__TEXT__:

====================

This is why I love my friend David Wescott.
He’s not hungry. He’s telling me — in that way he has — to get back on message, stay the course, stick to what you know, step back from the ledge. As usual, I’m going to take his advice wrapped in an enigma decoded by years of friendship. He’s asking me something I’ve been asking myself for months now: who are you?
Shrug.
Lidia Bastianich’s
Antico Peposo
Beef Braised with Black Peppercorns
I hope David appreciates the irony—in that strange way the Italian language translates meaning (or conveys the uninterpretable), this is the “lunch of coal miners” (more symbolic for the extraordinary amount of black pepper, mimicking the soot). David’s heard me chirp cry for help from the deep recesses of the shaft…
Equipment requirement: Get yourself an enamel coated cast-iron Dutch oven (you might be familiar with high-end names like Le Creuset, but if you don’t have one and don’t have $300 to drop in — or for — this bucket, find yourself some Tramontina for less than $55 at Walmart or Amazon. You’ll want something in 6-6.5 quart or larger range. Bigger is better, right?)
Get yourself a nice side of beef: 2+ pounds of chuck or round cut into 2″ chunks (p.s. chunks of chuck are the cheaper cut). And don’t be a sissy about it, you can cube that beast yourself. If you buy the already-cut-stuff in white paper bowls, (1) you’re probably paying more for nuthin’ and (2) it’s likely the cut is too small and God knows whose leftovers your getting (don’t get me started on ground beef…another day). What’s cool about cutting up a piece of meat (even cutting a cut of a cut), is that you get a sense of how the animal is put together:
And when I say 2″ pieces, please don’t pull out the tape measure. What we’re going for is something that retains its shape as it cooks (and cooks and cooks) and will look nice on the plate. Let me stress, I’m not suggesting that these will result in bite size pieces. By leaving them larger, the diner’s fork “shreds” the meat when the tines pull at the beef, which reveals an almost purplish-i’ve-been-braising-since-you-were-born succulence to the whole eating experience.
Next up: 2-4 tablespoons of black peppercorns which will need to be freshly cracked into smaller bits. I use a mortar and pestle, but if you don’t have one (or a spice grinder), try this trick. (Please don’t substitute store bought, already ground pepper — it’s likely ground too fine with equal parts sawdust.) Add your pepper plus a teaspoon of sea salt to the pot.

====================

Outline records
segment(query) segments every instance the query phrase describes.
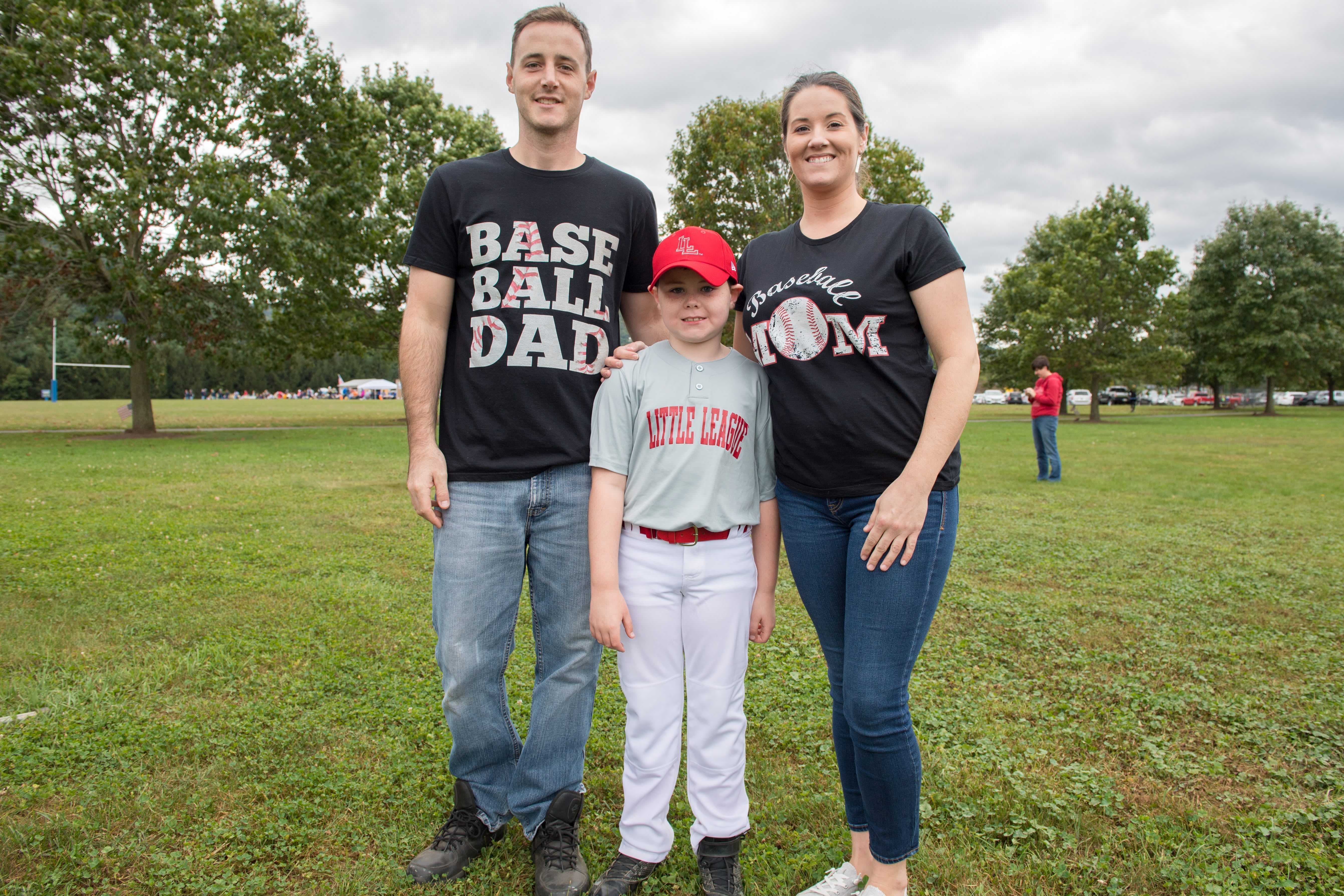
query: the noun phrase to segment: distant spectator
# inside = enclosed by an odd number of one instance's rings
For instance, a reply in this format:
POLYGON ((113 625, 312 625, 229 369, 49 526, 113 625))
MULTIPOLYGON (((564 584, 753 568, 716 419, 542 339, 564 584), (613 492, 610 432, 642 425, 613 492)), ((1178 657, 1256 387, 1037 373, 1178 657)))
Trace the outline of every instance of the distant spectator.
POLYGON ((1036 480, 1058 482, 1063 473, 1059 463, 1059 402, 1064 398, 1064 377, 1050 372, 1050 359, 1038 355, 1031 363, 1036 384, 1025 390, 1031 399, 1031 437, 1036 442, 1036 480))

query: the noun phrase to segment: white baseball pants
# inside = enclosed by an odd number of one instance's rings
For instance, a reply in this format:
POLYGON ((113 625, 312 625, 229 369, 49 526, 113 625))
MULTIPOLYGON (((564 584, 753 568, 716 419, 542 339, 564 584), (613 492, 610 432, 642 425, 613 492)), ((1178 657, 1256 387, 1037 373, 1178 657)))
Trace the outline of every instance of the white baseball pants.
POLYGON ((720 541, 668 544, 621 532, 621 594, 634 637, 617 654, 625 692, 625 809, 621 852, 648 862, 672 849, 668 805, 681 766, 685 677, 685 786, 703 837, 735 837, 747 821, 747 634, 757 572, 750 531, 720 541))

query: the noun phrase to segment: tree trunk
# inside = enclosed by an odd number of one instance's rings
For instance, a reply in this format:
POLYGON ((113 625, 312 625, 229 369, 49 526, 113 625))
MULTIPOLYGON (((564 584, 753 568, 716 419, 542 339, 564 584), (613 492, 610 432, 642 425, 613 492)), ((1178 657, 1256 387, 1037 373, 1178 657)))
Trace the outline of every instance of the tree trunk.
POLYGON ((132 330, 130 343, 130 431, 155 431, 155 406, 149 398, 149 348, 132 330))

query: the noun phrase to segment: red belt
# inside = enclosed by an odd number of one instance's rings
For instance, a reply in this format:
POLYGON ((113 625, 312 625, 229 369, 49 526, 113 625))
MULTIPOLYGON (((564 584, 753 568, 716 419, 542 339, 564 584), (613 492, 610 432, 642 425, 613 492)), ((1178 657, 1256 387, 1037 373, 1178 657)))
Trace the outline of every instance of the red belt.
POLYGON ((698 525, 688 525, 684 529, 677 529, 676 532, 664 532, 663 529, 650 529, 646 525, 640 527, 640 535, 649 539, 659 539, 660 541, 667 541, 668 544, 699 544, 700 541, 719 541, 728 537, 732 529, 723 529, 722 532, 711 532, 710 529, 702 529, 698 525))

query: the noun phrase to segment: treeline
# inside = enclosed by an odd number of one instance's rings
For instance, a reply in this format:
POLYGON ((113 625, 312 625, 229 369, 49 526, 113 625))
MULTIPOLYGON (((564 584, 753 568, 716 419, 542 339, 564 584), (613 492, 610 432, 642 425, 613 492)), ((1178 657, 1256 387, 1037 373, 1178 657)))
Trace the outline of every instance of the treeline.
MULTIPOLYGON (((62 368, 62 395, 129 391, 137 431, 184 388, 395 379, 419 195, 434 167, 503 146, 488 113, 396 64, 347 85, 297 0, 8 3, 0 17, 0 398, 46 384, 51 318, 62 360, 130 364, 62 368)), ((931 207, 922 171, 875 125, 868 199, 931 207)), ((778 97, 698 109, 668 172, 668 231, 711 227, 741 253, 801 214, 778 97)), ((1148 204, 1113 185, 1036 224, 986 279, 984 371, 1020 384, 1043 353, 1093 392, 1333 391, 1341 258, 1318 208, 1234 206, 1183 277, 1148 204)))
MULTIPOLYGON (((984 373, 1021 384, 1046 355, 1095 395, 1113 383, 1265 390, 1344 373, 1344 235, 1320 210, 1236 204, 1195 249, 1195 269, 1152 238, 1149 207, 1110 187, 1036 224, 1007 270, 986 278, 977 324, 984 373)), ((1099 408, 1091 404, 1091 418, 1099 408)))
MULTIPOLYGON (((347 85, 297 0, 5 3, 0 17, 0 334, 50 340, 55 317, 77 339, 62 360, 130 364, 137 431, 176 391, 175 352, 255 359, 237 375, 257 380, 395 347, 430 171, 503 146, 488 113, 401 66, 347 85)), ((50 372, 20 348, 0 386, 22 392, 50 372)), ((75 369, 59 379, 78 390, 75 369)))

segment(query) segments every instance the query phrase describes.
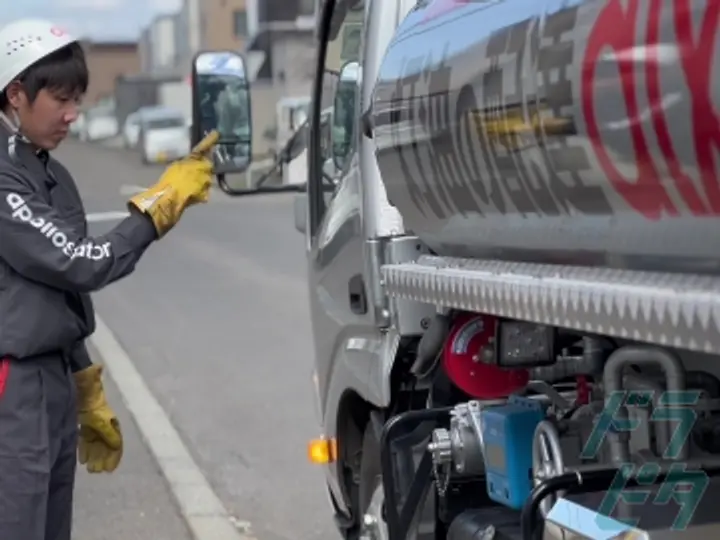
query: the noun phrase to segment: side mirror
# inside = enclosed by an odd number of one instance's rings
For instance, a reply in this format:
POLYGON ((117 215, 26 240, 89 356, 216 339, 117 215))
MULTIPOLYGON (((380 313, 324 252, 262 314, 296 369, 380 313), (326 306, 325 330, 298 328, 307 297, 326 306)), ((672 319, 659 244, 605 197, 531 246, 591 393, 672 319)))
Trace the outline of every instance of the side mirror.
POLYGON ((250 85, 245 59, 232 51, 203 51, 192 65, 191 145, 213 129, 220 141, 213 153, 216 175, 245 172, 252 162, 250 85))
POLYGON ((355 104, 357 103, 360 64, 347 62, 340 69, 335 102, 333 104, 331 152, 335 168, 342 170, 347 161, 355 134, 355 104))

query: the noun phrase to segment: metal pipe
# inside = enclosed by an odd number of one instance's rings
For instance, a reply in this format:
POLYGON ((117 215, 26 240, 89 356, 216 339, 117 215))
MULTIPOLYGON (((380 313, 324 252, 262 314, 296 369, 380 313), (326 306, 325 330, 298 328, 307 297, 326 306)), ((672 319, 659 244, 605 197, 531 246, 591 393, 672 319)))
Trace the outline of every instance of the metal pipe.
MULTIPOLYGON (((537 486, 548 478, 565 473, 565 461, 560 446, 560 434, 555 424, 543 420, 535 428, 532 447, 533 483, 537 486)), ((562 496, 559 494, 558 496, 562 496)), ((545 499, 540 503, 540 513, 547 515, 553 502, 545 499)))
MULTIPOLYGON (((660 396, 662 396, 665 389, 660 383, 651 379, 643 379, 638 375, 628 374, 623 377, 623 387, 626 390, 644 390, 650 392, 653 411, 662 407, 660 396)), ((657 426, 654 428, 655 442, 657 443, 655 451, 658 456, 662 456, 662 453, 670 445, 670 421, 663 420, 662 422, 652 422, 652 424, 653 426, 657 426)))
MULTIPOLYGON (((629 345, 613 352, 605 363, 603 371, 603 387, 605 405, 608 406, 613 393, 623 391, 623 370, 632 364, 657 365, 665 375, 665 388, 668 392, 685 390, 685 369, 680 359, 665 349, 629 345)), ((625 400, 621 403, 613 420, 627 424, 628 411, 625 400)), ((630 461, 629 434, 627 432, 608 433, 610 458, 614 463, 630 461)), ((688 444, 683 441, 677 459, 687 460, 688 444)))

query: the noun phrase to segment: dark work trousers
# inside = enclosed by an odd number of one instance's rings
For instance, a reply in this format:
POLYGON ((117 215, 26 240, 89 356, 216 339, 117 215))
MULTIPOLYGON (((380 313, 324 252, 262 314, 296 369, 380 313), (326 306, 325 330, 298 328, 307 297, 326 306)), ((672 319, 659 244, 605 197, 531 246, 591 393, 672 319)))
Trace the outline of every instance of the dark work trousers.
POLYGON ((61 354, 0 360, 1 540, 70 540, 75 393, 61 354))

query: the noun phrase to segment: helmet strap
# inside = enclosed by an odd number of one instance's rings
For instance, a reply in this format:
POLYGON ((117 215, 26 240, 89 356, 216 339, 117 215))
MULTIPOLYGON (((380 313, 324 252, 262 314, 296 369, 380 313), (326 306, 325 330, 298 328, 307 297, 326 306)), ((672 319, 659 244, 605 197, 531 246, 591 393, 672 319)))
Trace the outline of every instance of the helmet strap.
POLYGON ((10 137, 8 138, 8 154, 11 159, 17 158, 17 141, 20 140, 25 143, 30 143, 29 139, 20 132, 20 116, 17 111, 13 109, 11 120, 7 114, 0 111, 0 121, 10 130, 10 137))

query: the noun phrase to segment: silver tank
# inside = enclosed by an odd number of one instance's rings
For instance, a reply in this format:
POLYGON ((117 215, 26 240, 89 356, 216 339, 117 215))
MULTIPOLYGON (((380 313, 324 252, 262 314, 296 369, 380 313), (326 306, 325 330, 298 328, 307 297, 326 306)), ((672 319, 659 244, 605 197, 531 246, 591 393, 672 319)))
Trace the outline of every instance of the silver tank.
POLYGON ((438 254, 720 273, 720 2, 421 0, 372 121, 438 254))

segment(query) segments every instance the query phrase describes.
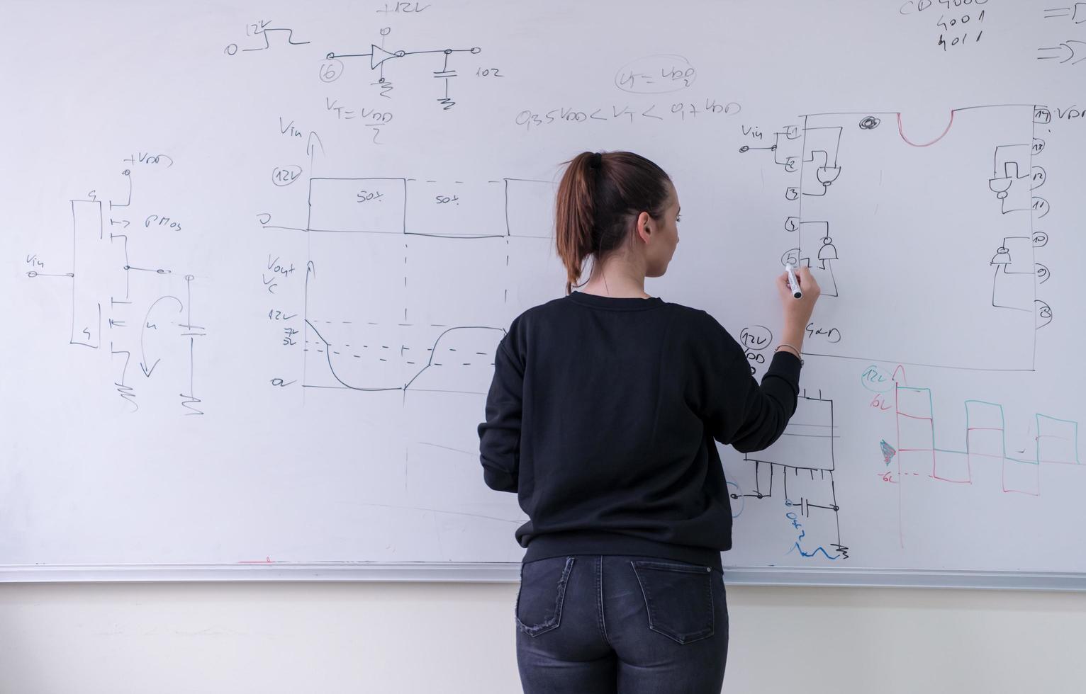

====================

__WRITTEN TASK 1__: Reproduce the passage of the peposo recipe between "He’s not hungry." and "who are you?", inclusive.
__WRITTEN TASK 2__:
Answer the following from the peposo recipe:
(a) What size Dutch oven does it call for?
(b) How much beef should be bought, and of which cuts?
(c) How much sea salt goes into the pot with the pepper?
__WRITTEN TASK 3__: According to the peposo recipe, why should the beef be left in pieces of about 2 inches rather than cut to bite size?

__FULL RESPONSE 1__:
He’s not hungry. He’s telling me — in that way he has — to get back on message, stay the course, stick to what you know, step back from the ledge. As usual, I’m going to take his advice wrapped in an enigma decoded by years of friendship. He’s asking me something I’ve been asking myself for months now: who are you?

__FULL RESPONSE 2__:
(a) Something in the 6–6.5 quart range or larger.
(b) More than 2 pounds of chuck or round.
(c) A teaspoon.

__FULL RESPONSE 3__: Larger pieces keep their shape through the long cooking and look nice on the plate. They also let the diner's fork shred the meat, which reveals its succulence.